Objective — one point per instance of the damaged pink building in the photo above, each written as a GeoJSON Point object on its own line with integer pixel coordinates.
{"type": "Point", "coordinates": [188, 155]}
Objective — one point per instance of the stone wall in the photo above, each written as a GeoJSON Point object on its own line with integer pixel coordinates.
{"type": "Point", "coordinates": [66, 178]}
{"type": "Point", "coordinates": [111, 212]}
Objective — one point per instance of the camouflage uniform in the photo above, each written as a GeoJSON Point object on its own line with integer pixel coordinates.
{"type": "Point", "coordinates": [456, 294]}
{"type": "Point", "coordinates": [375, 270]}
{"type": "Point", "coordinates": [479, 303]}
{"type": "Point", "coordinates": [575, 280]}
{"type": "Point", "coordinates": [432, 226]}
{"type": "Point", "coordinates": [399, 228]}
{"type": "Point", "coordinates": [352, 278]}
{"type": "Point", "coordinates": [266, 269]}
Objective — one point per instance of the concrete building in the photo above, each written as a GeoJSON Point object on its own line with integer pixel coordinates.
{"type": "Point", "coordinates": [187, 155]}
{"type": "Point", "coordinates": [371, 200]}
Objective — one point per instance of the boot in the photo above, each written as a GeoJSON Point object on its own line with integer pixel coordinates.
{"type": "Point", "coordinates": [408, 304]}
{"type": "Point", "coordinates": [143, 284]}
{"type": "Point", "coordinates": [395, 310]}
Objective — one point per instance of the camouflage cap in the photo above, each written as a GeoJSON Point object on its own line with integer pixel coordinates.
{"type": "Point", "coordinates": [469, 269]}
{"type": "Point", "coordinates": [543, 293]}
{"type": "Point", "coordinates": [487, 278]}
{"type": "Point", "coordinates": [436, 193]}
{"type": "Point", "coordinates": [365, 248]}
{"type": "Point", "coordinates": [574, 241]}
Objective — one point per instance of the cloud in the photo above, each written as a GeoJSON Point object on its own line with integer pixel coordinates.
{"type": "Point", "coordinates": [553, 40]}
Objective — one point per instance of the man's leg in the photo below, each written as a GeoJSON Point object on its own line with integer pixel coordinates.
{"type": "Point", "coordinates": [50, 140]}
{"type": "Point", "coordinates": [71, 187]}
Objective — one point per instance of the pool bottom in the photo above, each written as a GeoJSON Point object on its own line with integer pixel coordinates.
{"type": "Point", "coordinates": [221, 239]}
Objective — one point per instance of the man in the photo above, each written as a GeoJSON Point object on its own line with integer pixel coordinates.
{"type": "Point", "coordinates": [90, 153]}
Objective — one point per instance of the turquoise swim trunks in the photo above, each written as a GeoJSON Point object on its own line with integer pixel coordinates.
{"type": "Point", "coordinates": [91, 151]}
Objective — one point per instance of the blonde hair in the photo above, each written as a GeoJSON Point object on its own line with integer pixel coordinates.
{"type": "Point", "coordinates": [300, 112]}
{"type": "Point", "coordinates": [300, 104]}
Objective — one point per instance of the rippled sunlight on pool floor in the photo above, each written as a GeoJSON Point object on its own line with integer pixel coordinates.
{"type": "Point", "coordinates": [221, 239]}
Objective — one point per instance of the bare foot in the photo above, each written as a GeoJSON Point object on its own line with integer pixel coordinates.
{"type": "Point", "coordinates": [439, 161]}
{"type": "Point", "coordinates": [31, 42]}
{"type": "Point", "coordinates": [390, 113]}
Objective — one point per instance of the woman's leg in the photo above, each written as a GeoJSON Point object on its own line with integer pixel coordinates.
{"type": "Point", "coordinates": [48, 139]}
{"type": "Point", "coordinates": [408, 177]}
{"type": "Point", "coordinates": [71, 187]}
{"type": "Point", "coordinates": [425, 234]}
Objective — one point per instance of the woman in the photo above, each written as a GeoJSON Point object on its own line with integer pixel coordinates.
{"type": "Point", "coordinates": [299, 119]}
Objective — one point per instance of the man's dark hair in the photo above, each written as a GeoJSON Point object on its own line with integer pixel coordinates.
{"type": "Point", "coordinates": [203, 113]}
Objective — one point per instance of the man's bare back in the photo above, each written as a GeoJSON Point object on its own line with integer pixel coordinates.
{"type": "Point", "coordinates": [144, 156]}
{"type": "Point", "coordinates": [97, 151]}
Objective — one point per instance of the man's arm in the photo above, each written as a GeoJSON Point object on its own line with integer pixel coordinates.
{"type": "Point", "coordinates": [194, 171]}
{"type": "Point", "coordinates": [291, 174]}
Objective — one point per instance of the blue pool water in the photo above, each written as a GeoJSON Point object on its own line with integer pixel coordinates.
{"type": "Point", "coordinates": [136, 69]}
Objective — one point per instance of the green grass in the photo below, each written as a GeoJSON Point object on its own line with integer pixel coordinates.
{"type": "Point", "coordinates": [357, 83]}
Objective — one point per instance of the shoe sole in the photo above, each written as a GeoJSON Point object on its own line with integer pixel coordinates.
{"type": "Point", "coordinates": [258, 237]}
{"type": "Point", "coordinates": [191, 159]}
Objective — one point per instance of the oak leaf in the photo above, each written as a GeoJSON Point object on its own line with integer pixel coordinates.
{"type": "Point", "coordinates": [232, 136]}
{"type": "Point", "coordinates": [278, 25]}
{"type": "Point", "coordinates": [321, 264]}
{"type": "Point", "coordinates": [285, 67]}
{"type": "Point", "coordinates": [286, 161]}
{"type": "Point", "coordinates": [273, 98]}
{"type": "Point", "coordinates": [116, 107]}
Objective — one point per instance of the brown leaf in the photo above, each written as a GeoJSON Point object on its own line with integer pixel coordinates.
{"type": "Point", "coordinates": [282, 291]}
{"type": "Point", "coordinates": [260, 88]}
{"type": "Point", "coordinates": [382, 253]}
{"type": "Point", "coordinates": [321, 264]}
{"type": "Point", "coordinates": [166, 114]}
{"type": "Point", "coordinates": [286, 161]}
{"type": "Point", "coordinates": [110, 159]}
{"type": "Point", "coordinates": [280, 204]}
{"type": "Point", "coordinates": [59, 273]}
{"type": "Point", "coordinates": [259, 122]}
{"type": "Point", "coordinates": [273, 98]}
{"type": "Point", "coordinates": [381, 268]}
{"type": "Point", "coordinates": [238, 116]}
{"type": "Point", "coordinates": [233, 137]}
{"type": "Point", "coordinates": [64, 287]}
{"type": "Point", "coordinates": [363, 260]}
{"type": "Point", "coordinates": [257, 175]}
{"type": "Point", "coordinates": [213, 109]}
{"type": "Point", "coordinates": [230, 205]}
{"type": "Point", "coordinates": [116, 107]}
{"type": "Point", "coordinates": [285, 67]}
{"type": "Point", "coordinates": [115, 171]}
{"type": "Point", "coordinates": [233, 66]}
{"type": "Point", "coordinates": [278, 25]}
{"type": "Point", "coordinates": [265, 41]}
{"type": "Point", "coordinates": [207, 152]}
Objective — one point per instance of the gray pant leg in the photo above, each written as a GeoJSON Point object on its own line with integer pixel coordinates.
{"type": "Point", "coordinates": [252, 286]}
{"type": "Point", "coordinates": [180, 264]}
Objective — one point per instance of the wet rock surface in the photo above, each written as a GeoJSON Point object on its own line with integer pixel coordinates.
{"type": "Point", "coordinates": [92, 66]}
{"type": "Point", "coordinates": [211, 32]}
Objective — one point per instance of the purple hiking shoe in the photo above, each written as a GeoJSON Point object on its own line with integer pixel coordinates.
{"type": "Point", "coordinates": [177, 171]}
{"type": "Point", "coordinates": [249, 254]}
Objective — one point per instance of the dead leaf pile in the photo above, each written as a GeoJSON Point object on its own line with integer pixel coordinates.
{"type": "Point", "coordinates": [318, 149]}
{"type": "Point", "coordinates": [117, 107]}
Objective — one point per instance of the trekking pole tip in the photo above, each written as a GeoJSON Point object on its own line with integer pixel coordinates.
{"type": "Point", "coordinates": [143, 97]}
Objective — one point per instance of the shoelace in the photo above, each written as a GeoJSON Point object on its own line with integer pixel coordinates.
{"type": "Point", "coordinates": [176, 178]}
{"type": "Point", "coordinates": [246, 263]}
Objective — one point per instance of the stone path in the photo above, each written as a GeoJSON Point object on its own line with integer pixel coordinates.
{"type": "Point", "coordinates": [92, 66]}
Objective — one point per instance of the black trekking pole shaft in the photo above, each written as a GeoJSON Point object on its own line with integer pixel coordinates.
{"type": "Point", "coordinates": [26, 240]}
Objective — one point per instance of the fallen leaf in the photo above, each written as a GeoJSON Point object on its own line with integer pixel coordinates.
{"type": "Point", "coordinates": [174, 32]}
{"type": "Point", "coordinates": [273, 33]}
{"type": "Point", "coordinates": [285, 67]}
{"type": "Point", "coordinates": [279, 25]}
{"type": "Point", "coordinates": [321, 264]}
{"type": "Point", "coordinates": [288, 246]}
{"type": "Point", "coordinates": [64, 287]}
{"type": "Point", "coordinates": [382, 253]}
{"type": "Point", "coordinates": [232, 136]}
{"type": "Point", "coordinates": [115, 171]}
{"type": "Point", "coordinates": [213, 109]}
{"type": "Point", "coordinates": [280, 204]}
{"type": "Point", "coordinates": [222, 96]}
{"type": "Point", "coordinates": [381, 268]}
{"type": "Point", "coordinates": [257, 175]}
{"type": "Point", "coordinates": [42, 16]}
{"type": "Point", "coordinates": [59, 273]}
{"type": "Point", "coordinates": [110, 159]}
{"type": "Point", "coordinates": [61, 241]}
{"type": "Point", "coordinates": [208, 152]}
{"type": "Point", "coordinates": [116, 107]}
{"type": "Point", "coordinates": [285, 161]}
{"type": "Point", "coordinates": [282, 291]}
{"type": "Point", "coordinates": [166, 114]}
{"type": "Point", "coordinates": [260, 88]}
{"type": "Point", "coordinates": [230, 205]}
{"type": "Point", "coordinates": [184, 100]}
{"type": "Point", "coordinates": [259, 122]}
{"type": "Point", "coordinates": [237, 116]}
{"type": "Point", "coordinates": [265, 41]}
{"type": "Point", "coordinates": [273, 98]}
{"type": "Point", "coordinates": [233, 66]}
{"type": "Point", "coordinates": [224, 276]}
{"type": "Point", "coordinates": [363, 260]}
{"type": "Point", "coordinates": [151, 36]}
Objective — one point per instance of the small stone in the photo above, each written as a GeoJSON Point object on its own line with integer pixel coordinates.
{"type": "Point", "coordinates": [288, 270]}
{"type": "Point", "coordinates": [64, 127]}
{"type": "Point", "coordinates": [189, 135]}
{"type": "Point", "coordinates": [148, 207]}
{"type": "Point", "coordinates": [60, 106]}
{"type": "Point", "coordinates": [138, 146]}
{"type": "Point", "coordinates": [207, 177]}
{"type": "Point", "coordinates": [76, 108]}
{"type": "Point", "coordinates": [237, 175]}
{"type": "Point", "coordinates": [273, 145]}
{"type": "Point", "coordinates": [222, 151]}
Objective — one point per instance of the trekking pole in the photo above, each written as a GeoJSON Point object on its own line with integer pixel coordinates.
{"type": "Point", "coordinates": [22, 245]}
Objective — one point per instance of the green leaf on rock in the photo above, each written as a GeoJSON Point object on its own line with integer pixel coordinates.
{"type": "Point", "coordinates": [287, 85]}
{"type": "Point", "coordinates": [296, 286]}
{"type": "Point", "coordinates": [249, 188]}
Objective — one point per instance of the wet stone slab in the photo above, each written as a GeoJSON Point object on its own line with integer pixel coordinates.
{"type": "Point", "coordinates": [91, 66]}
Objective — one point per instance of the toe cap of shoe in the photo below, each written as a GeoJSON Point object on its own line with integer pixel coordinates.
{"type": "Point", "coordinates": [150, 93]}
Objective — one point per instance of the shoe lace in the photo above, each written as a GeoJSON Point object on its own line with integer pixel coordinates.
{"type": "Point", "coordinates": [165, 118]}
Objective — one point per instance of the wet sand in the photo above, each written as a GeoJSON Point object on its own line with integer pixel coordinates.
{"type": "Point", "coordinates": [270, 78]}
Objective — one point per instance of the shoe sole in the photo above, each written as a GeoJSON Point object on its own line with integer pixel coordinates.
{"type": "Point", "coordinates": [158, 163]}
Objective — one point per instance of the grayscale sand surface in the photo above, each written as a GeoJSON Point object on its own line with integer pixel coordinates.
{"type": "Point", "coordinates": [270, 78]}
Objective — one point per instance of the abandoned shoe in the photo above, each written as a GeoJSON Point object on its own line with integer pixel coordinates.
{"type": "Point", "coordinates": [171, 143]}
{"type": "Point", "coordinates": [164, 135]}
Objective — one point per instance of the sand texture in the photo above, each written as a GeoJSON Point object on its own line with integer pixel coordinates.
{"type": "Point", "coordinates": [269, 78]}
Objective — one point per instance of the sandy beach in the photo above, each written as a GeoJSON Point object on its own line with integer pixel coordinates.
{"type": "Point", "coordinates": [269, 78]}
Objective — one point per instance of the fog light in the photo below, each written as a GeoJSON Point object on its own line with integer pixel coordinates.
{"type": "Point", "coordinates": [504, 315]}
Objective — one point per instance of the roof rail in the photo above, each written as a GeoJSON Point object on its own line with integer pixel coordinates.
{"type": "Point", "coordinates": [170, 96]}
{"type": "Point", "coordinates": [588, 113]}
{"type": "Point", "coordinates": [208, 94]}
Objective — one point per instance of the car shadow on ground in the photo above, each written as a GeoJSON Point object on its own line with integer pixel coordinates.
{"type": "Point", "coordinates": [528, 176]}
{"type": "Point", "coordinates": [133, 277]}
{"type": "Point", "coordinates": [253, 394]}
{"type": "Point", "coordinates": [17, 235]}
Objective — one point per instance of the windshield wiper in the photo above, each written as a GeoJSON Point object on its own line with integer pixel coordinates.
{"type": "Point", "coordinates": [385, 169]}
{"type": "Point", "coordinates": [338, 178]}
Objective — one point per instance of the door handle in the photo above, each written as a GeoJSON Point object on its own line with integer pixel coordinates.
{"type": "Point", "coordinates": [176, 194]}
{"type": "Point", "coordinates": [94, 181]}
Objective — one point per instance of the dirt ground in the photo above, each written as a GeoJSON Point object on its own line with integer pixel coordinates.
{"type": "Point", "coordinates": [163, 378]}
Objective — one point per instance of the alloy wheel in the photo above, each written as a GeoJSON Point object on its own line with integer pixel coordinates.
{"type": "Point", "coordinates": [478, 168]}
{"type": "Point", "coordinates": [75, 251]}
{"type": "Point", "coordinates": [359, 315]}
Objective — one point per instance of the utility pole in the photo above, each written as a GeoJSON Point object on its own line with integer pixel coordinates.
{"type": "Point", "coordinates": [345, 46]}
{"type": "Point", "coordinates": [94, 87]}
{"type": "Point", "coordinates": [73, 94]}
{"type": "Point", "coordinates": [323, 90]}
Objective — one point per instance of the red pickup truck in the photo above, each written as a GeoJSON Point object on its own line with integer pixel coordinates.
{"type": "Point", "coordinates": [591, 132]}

· · ·

- [Given exercise] Quote the lines of the listing above that run from the line with "Objective — one point per instance of the roof" through its last line, both included, and nothing else.

- [Complete answer]
Objective — one point per instance of the roof rail in the photo above, each written as a GeoJSON Point object on its own line with integer pixel coordinates.
{"type": "Point", "coordinates": [170, 96]}
{"type": "Point", "coordinates": [588, 113]}
{"type": "Point", "coordinates": [208, 94]}
Objective — one point per instance of the car shadow on ground in the photo above, each written as a GeoJSON Point object on its own line with integer pixel coordinates.
{"type": "Point", "coordinates": [528, 176]}
{"type": "Point", "coordinates": [133, 277]}
{"type": "Point", "coordinates": [253, 394]}
{"type": "Point", "coordinates": [17, 235]}
Objective — one point per instance of the windshield wiper in the photo above, each written as a GeoJSON Point object on its own line with integer pixel coordinates.
{"type": "Point", "coordinates": [385, 169]}
{"type": "Point", "coordinates": [338, 178]}
Objective — one point per instance of the door handle in the photo above, each written as a GeoJSON Point object on its own line with integer pixel coordinates.
{"type": "Point", "coordinates": [176, 194]}
{"type": "Point", "coordinates": [94, 181]}
Objective — one point per instance of the dirt ground in the photo above, each written as a GeoJSON Point object on its own line with integer pixel coordinates.
{"type": "Point", "coordinates": [163, 378]}
Objective — one point per instance of the alloy wheel in the photo above, each written as a GeoJSON Point object on its own line with integer pixel coordinates.
{"type": "Point", "coordinates": [478, 168]}
{"type": "Point", "coordinates": [75, 251]}
{"type": "Point", "coordinates": [359, 315]}
Objective — one point per instance of the utility pole in the photo above, each written as a GeoJSON Point object on its own line with integer pixel coordinates.
{"type": "Point", "coordinates": [345, 46]}
{"type": "Point", "coordinates": [94, 87]}
{"type": "Point", "coordinates": [73, 94]}
{"type": "Point", "coordinates": [323, 90]}
Objective — one point per instance of the red pickup truck in the photo above, each written as a GeoJSON Point object on its own line with integer pixel coordinates.
{"type": "Point", "coordinates": [591, 132]}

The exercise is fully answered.